* [Given data]
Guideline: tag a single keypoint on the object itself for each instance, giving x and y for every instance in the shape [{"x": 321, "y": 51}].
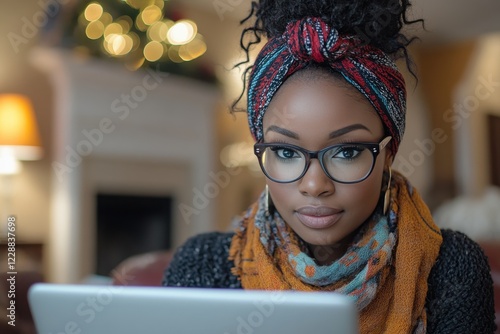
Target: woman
[{"x": 326, "y": 106}]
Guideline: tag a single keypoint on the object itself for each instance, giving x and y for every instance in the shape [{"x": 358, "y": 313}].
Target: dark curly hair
[{"x": 378, "y": 23}]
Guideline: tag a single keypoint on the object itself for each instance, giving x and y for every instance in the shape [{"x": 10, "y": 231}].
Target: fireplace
[
  {"x": 129, "y": 224},
  {"x": 161, "y": 144}
]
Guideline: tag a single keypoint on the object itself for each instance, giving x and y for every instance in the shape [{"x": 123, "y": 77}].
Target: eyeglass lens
[{"x": 345, "y": 163}]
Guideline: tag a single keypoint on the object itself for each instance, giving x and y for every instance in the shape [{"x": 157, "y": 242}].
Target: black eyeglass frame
[{"x": 375, "y": 149}]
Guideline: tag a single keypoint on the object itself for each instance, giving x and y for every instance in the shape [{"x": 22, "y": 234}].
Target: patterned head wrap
[{"x": 311, "y": 40}]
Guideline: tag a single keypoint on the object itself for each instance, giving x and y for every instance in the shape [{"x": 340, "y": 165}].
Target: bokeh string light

* [What you are asked to do] Tell me how many lines in the data include "shape", giving only the number.

* [Task response] 7